#### [What to do]
Lay out the material as a numbered list, from its first line through the line containing "[(395, 57), (277, 155)]", skipping blank lines. Leave the pictures out of your answer.

(Location identification items)

════════════════

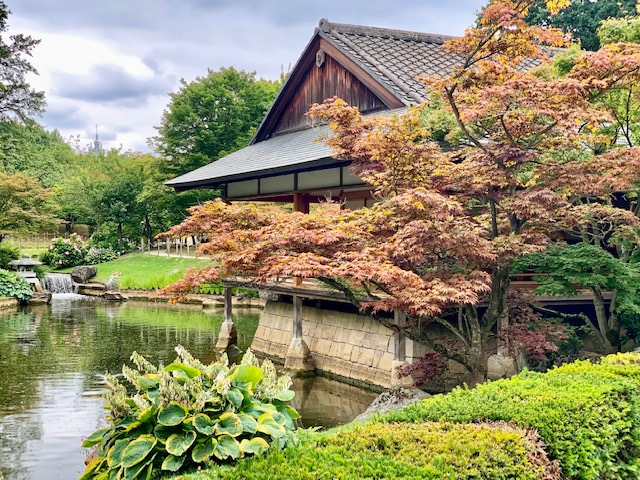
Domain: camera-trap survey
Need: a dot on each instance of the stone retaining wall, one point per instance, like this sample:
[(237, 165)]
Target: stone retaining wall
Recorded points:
[(349, 345), (8, 302)]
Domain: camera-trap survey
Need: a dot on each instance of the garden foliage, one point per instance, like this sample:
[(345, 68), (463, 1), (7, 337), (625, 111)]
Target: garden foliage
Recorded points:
[(587, 414), (13, 285), (426, 451), (578, 421), (65, 252), (97, 255), (188, 414), (529, 155), (8, 252)]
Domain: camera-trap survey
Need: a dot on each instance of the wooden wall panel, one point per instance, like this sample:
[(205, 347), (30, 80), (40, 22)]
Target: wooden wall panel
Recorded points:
[(329, 80)]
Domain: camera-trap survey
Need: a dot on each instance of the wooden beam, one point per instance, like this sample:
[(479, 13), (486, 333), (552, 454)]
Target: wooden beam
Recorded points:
[(301, 202), (383, 93), (400, 348)]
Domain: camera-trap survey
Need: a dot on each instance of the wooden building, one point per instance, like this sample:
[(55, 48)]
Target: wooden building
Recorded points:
[(375, 69)]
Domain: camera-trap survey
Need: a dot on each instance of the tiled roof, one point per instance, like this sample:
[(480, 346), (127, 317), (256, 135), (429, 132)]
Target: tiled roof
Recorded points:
[(395, 57), (277, 155)]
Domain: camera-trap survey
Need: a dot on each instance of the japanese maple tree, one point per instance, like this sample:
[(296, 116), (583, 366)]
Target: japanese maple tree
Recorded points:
[(449, 222)]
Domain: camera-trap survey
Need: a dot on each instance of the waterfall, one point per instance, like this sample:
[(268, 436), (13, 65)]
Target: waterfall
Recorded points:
[(60, 283)]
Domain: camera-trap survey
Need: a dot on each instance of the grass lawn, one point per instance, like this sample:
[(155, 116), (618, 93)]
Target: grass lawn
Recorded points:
[(146, 272)]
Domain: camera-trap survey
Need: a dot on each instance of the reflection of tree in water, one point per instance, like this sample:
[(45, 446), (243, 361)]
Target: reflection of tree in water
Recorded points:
[(88, 338), (325, 402), (16, 431)]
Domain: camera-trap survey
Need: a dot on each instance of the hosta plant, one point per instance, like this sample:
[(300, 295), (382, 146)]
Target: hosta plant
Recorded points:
[(188, 414)]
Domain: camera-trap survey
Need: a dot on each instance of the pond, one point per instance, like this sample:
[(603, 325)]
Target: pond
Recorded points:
[(52, 359)]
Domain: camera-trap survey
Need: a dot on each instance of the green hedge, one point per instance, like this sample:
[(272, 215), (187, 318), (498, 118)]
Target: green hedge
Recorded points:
[(426, 451), (588, 415), (579, 421)]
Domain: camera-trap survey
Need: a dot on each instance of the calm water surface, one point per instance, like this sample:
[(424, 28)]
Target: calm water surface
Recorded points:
[(52, 359)]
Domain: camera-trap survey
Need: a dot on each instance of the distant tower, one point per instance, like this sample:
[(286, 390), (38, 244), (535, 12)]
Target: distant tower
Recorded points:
[(97, 145)]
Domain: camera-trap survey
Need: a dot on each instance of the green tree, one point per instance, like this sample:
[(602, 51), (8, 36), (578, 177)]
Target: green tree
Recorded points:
[(581, 18), (24, 205), (17, 98), (623, 102), (29, 148), (211, 117), (584, 266)]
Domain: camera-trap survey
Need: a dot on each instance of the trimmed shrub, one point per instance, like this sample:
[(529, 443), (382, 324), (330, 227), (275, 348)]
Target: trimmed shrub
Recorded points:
[(13, 285), (406, 451), (65, 252), (188, 415), (8, 252), (97, 255), (587, 414)]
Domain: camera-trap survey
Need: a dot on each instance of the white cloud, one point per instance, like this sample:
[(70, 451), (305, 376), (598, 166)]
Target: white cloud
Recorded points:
[(112, 64)]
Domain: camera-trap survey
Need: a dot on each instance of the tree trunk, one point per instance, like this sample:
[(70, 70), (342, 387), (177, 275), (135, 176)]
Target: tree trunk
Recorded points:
[(602, 318), (477, 365), (147, 228), (120, 240)]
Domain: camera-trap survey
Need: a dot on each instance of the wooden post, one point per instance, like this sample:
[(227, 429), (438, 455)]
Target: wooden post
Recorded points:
[(298, 357), (228, 334), (399, 351), (300, 204)]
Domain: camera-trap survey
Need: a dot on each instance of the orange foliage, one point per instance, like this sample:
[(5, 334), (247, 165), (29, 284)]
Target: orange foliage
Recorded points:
[(448, 223)]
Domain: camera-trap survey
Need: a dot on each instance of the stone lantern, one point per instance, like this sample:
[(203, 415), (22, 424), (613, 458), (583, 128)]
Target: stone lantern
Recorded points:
[(26, 268)]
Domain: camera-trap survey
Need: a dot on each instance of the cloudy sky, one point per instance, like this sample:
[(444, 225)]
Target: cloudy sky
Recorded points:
[(112, 63)]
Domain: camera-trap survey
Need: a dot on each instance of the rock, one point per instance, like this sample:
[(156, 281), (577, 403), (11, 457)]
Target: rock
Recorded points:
[(394, 399), (40, 298), (94, 289), (114, 296), (501, 366), (83, 274), (112, 283), (268, 296)]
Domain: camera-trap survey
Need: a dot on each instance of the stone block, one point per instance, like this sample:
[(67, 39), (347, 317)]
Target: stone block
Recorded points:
[(383, 379), (366, 357), (382, 330), (456, 368), (501, 366), (334, 351), (345, 351), (312, 315), (299, 358), (356, 352), (384, 362), (323, 346), (363, 373), (341, 335), (228, 335), (377, 342)]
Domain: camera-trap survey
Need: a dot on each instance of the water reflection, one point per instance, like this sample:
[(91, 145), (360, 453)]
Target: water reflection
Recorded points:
[(52, 359)]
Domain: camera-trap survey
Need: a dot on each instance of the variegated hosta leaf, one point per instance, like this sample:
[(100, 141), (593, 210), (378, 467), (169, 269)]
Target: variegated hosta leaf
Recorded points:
[(227, 447), (255, 446), (203, 451), (172, 414), (137, 450), (179, 443)]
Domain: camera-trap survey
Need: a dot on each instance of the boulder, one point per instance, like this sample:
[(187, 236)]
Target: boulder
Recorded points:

════════════════

#### [Answer to this exercise]
1. Domain: camera-trap survey
2. Need: a dot on each instance of the stone retaining wall, one point per instance, like this sample:
3. [(237, 165)]
4. Target: stone retaining wall
5. Recorded points:
6. [(349, 345), (8, 302)]
7. Domain: camera-trap survey
8. Need: a dot on each instance of the garden foliage, one point per instance, like this sample:
9. [(345, 68), (463, 1), (7, 337), (625, 111)]
10. Target: garden foliage
11. Recorded points:
12. [(587, 414), (13, 285), (426, 451), (578, 421), (65, 252), (97, 255), (188, 414), (529, 155), (8, 252)]
13. Domain: camera-trap survey
14. Need: a dot on each instance of the wooden wall panel, one point per instance, like this sample:
15. [(205, 347), (30, 80), (40, 22)]
16. Target: wooden wall panel
17. Recorded points:
18. [(329, 80)]
19. Domain: camera-trap survey
20. Need: a dot on each instance of the wooden beam, one point per instance, like this sample:
21. [(479, 13), (486, 333), (552, 454)]
22. Target: wooden beam
23. Recorded points:
24. [(301, 202), (383, 93), (400, 348)]
25. Domain: camera-trap survey
26. Need: a dot on each instance of the wooden building, one point per instance, like this sample:
27. [(55, 48)]
28. Target: wooden building
29. Recorded points:
30. [(375, 69)]
31. Domain: camera-trap survey
32. Need: a dot on each instance of the tiled roof, one point per instance, like this sample:
33. [(480, 346), (127, 317), (256, 135), (429, 132)]
34. Target: tiled roof
35. Recorded points:
36. [(395, 57), (277, 155)]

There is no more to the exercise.